DIRECTION » How many lines of the material below contain the word "dock"? Reply with the number alone.

Some records:
----------------------------------------

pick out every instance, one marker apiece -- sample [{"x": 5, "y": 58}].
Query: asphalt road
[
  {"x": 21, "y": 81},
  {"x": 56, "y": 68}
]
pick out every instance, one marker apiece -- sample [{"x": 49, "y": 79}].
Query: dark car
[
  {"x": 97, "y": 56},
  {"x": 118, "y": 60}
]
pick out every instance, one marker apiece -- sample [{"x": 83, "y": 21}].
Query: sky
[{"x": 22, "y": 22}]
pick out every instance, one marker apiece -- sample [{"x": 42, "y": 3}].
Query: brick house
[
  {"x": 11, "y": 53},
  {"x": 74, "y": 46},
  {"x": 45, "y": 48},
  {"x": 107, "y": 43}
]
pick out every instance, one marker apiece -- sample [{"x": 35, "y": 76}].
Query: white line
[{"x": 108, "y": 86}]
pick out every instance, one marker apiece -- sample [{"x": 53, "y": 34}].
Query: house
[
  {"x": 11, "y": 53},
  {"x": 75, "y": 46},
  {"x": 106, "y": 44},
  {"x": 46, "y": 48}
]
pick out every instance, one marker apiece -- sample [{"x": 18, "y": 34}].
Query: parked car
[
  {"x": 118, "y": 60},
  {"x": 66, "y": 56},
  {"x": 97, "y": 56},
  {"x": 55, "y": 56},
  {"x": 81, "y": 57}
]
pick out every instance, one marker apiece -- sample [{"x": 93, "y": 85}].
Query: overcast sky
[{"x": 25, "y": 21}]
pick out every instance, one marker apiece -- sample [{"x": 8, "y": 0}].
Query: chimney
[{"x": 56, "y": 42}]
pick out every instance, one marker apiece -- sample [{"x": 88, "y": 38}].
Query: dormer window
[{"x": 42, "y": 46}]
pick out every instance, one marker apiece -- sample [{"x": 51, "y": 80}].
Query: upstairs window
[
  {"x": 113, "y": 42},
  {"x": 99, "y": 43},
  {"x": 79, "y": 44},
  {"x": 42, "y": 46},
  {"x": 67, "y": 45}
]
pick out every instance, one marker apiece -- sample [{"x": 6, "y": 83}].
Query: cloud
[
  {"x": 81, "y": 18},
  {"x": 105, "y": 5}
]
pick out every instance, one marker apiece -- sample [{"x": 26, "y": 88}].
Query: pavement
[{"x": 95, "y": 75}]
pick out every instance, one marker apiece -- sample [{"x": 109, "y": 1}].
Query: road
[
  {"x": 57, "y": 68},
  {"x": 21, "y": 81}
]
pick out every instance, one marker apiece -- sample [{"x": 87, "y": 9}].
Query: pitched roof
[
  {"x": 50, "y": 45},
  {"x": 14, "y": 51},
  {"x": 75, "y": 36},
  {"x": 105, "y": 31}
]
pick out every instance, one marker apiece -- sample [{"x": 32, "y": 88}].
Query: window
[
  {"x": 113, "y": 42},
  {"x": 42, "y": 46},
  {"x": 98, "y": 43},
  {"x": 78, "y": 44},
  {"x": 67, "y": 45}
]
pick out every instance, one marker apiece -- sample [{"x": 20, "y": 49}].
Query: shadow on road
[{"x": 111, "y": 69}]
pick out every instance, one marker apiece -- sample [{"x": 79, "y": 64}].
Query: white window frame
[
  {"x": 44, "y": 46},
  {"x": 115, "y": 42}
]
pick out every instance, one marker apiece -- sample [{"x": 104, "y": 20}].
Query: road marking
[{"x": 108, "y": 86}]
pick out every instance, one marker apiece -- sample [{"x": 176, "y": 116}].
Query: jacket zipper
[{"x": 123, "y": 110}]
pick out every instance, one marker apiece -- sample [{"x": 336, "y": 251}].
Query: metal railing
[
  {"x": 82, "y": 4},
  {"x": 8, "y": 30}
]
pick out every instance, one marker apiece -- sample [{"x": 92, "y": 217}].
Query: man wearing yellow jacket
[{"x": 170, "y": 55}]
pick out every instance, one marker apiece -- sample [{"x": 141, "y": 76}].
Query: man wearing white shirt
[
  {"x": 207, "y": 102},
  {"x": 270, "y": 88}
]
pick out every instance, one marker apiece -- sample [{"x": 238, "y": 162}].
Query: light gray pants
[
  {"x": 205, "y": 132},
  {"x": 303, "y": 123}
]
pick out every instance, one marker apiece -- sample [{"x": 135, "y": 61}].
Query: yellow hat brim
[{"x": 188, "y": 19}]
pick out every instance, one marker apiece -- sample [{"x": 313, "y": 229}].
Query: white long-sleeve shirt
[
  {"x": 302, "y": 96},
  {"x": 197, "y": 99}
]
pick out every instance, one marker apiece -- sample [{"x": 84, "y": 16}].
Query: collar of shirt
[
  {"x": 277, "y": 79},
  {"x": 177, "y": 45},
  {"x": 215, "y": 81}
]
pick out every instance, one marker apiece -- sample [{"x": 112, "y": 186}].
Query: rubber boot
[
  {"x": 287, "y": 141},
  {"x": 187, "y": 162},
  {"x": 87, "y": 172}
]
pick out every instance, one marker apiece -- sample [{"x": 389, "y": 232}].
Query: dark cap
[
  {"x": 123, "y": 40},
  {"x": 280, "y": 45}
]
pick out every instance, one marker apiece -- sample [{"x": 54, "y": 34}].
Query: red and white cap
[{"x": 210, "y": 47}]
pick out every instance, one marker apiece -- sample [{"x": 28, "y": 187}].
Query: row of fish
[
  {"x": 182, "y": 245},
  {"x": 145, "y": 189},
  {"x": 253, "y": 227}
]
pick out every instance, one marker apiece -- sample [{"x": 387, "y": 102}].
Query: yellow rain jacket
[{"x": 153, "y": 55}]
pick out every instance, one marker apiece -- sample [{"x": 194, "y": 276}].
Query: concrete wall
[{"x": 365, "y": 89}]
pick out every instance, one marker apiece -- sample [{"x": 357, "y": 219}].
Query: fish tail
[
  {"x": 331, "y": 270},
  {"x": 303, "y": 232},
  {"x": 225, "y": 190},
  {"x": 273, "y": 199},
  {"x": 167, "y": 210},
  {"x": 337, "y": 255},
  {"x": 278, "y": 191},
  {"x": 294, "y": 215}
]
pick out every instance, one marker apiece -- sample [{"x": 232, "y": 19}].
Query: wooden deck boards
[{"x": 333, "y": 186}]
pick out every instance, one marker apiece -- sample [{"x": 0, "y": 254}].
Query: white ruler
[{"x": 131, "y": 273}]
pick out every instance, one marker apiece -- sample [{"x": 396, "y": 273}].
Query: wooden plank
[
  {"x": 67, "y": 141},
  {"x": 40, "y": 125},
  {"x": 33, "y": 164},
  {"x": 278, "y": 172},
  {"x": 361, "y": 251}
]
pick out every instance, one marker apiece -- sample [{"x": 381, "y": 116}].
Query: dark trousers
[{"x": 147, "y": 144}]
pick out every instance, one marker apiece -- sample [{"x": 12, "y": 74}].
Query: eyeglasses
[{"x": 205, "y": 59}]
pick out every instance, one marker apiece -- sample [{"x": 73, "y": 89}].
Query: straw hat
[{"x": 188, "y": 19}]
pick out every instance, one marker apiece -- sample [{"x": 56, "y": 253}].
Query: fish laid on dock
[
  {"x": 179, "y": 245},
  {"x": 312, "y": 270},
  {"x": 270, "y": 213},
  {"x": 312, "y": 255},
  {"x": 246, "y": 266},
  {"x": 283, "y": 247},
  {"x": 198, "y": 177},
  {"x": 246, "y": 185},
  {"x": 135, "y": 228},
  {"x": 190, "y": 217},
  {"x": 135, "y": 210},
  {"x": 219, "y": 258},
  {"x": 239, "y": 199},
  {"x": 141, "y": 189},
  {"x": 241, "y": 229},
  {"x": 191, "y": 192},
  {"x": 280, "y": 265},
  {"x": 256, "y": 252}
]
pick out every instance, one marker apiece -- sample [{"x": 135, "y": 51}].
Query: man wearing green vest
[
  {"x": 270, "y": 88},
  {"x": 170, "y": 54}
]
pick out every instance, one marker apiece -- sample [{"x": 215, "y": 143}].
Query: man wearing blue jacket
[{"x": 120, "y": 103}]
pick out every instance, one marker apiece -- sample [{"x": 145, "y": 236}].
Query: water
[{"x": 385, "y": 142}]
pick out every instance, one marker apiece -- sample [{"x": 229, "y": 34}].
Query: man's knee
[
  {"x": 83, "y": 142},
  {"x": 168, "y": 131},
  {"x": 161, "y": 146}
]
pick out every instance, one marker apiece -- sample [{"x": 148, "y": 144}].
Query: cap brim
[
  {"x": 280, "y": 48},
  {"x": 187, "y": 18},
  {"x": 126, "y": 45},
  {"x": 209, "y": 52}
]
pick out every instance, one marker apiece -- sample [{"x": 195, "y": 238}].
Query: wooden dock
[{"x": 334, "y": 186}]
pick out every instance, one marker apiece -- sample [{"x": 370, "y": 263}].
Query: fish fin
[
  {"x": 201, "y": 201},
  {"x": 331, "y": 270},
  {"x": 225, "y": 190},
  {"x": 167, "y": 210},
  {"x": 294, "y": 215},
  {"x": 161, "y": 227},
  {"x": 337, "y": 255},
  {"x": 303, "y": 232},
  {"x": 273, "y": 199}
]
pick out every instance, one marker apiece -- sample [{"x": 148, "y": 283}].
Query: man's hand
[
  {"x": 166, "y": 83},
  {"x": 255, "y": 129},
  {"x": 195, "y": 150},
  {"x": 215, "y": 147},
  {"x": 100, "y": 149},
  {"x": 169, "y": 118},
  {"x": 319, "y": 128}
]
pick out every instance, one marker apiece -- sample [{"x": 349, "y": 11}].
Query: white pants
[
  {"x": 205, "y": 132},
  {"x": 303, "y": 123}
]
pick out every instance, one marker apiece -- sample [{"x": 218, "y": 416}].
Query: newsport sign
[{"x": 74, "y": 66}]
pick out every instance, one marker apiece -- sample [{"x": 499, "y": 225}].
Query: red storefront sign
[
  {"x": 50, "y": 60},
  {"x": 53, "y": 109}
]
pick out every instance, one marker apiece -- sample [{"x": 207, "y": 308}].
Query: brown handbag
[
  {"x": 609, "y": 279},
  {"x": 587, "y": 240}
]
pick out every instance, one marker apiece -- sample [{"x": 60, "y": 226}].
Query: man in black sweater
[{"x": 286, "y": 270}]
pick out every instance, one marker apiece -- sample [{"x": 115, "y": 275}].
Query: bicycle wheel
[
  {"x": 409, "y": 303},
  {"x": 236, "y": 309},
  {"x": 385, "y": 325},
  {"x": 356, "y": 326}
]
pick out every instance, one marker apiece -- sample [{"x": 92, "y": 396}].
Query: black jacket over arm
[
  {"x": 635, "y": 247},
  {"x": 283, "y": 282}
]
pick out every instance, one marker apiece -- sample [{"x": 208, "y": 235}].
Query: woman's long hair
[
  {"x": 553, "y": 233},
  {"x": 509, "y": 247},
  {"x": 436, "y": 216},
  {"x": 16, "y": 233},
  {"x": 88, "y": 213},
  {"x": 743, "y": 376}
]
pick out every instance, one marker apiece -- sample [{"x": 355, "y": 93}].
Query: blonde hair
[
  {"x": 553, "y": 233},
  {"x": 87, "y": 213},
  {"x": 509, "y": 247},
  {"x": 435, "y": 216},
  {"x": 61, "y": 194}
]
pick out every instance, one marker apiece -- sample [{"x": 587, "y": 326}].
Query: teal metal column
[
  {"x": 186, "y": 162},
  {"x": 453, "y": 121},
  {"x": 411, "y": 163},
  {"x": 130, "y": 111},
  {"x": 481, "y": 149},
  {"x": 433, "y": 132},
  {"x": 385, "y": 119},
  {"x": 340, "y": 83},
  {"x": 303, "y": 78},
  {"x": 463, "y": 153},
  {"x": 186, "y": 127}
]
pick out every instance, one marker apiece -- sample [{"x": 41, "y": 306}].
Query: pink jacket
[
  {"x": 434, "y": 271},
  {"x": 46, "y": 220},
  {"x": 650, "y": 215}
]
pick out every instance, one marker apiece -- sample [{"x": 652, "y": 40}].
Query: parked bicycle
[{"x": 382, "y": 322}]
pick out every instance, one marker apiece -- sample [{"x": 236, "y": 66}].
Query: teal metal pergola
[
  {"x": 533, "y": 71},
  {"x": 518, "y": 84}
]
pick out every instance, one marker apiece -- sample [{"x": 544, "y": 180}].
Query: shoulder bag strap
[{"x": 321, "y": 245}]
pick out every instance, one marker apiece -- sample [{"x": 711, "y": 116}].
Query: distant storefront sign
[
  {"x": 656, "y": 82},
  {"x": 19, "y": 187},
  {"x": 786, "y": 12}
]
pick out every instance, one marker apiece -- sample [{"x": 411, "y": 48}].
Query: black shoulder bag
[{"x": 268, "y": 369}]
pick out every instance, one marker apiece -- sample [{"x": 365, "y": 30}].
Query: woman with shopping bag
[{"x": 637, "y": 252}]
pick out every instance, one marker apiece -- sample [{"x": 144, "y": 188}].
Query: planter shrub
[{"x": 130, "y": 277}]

----------------------------------------

ANSWER BELOW » 2